本文抜粋:
すなわち、エンジン始動時等エンジン温度が低い時、霧化された燃料や燃焼室に入り込んだ潤滑油が未燃焼のまま排出されると白煙になり(※注1)、低中負荷時等エンジン温度がある程度高くなれば炭化水素が一部酸化(燃焼)して排出されて青煙になる。


燃焼室内で燃料と空気の混合が不均一になり、部分的に空気不足になると、燃料は完全に燃焼せずに炭化された固体粒子(dry soot)を形成し黒煙となる。

すなわち、炭素は燃焼すると酸素と結合して二酸化炭素となるが、船底の汚れ等の高負荷時や急加速時等の負荷変動時には、燃料濃度が濃くなるので炭素が多くなるものの酸素の供給量は変わらない為に、酸素不足になって炭素が燃え残る。この燃え残った炭素が黒いカーボンの塊になって排出されて黒煙になる。


以上は主に日本油化工業 ディーゼルエンジンの発煙の要因および一般財団法人環境優良車普及機構ライブラリ-なるほど!ザ・ワード第1回 粒子状物質(PM)ディーゼルの粒子状物質(PM)を参考にまとめたのだが、財団図書館1級舶用機関整備士指導書2.6 排気ガス色の異常には、更に次のような記述がある。

1)-(3)着火ミス­: 噴射した燃料が着火せず、細かな油滴となって排出されると、排気ガスが灰色になって見え(※注2)、黒い細かな油滴が排気出口から飛散する。
2)-(1)潤滑油は低い温度で燃焼すると白煙になるが、高い温度では青煙になる。

2)-(4)過冷却:寒冷時等エンジン温度が低いとエンジンの主要運動部の熱膨張が不足して大きな隙間で運転されるために一時的にオイル上がりやオイル下がりになる。

提供資料:

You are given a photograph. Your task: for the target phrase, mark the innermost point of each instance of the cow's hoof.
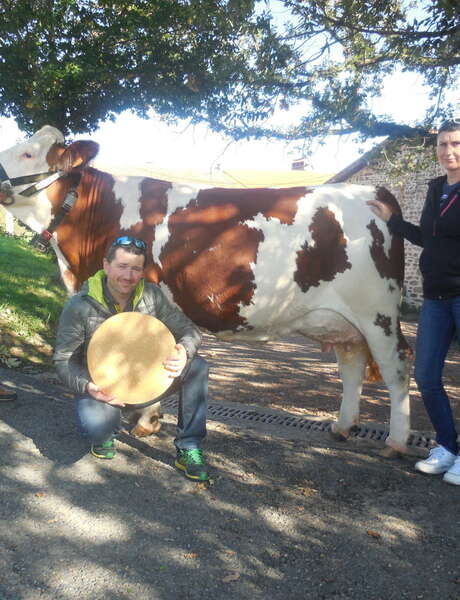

課題一覧:
**A.** ディーゼルエンジンの排気煙に関する本文のうち、「すなわち、エンジン始動時等エ」から始まり「油滴が排気出口から飛散する。」で終わる部分を、一字一句変えずに出力してください。
**B.** ディーゼルエンジンの排気煙の色を扱った本文を、最後の文に続けて書き進めてください。

解答一覧:
**A.**
すなわち、エンジン始動時等エンジン温度が低い時、霧化された燃料や燃焼室に入り込んだ潤滑油が未燃焼のまま排出されると白煙になり(※注1)、低中負荷時等エンジン温度がある程度高くなれば炭化水素が一部酸化(燃焼)して排出されて青煙になる。


燃焼室内で燃料と空気の混合が不均一になり、部分的に空気不足になると、燃料は完全に燃焼せずに炭化された固体粒子(dry soot)を形成し黒煙となる。

すなわち、炭素は燃焼すると酸素と結合して二酸化炭素となるが、船底の汚れ等の高負荷時や急加速時等の負荷変動時には、燃料濃度が濃くなるので炭素が多くなるものの酸素の供給量は変わらない為に、酸素不足になって炭素が燃え残る。この燃え残った炭素が黒いカーボンの塊になって排出されて黒煙になる。


以上は主に日本油化工業 ディーゼルエンジンの発煙の要因および一般財団法人環境優良車普及機構ライブラリ-なるほど!ザ・ワード第1回 粒子状物質(PM)ディーゼルの粒子状物質(PM)を参考にまとめたのだが、財団図書館1級舶用機関整備士指導書2.6 排気ガス色の異常には、更に次のような記述がある。

1)-(3)着火ミス­: 噴射した燃料が着火せず、細かな油滴となって排出されると、排気ガスが灰色になって見え(※注2)、黒い細かな油滴が排気出口から飛散する。

**B.**
※注1/2:
どちらも燃料の未燃粒子だが、粒子の大きさで煙の色が異なると考えられる。即ち、粒子が光の波長と同じ大きさの場合はミー散乱が起きて白煙になり、粒子がそれより大きくなるにしたがって灰色からだんだん黒ずんで来る。


尚、基本的に係留中の無負荷運転では、エンジン温度はそれほど上がらず燃焼環境はけっして良くはないので、長時間運転は避けた方が良いようだ。仁科ヤンマーさんに教えてもらったのだが、係留中での無負荷中速回転では(あるいは機走中の中速運転時でも)、エンジン温度はさほど上がらないのに冷却水循環量は増大するので、エンジンが冷やされて不完全燃焼となり青煙が出るということだ。⇒
エンジン温度が低すぎると青白煙を参照。 


2)トラブルではない排煙事例のまとめ

排気

発生原因

湯気及び、

白煙、青煙

・燃料の燃焼により発生する水が排出されて湯気になる。湯気は白い煙のようにも見えるが、煙のようにいつまでも漂ってることはなく直ぐに消えるので煙との区別はつく。

・低温始動時等エンジン温度が低い時、燃料や潤滑油が未燃焼のまま排出されて白煙になる。

・低中負荷時等エンジン温度が高くなれば、炭化水素が一部酸化して青煙になる。

・係留中の無負荷中速回転時(あるいは機走中の中速運転時でも)、エンジン温度に対して循環水量が多過ぎてエンジンが冷やされるので青煙が出る。

・寒冷時は、過冷却が原因の一時的オイル上がりやオイル下がりになり、青煙が出る。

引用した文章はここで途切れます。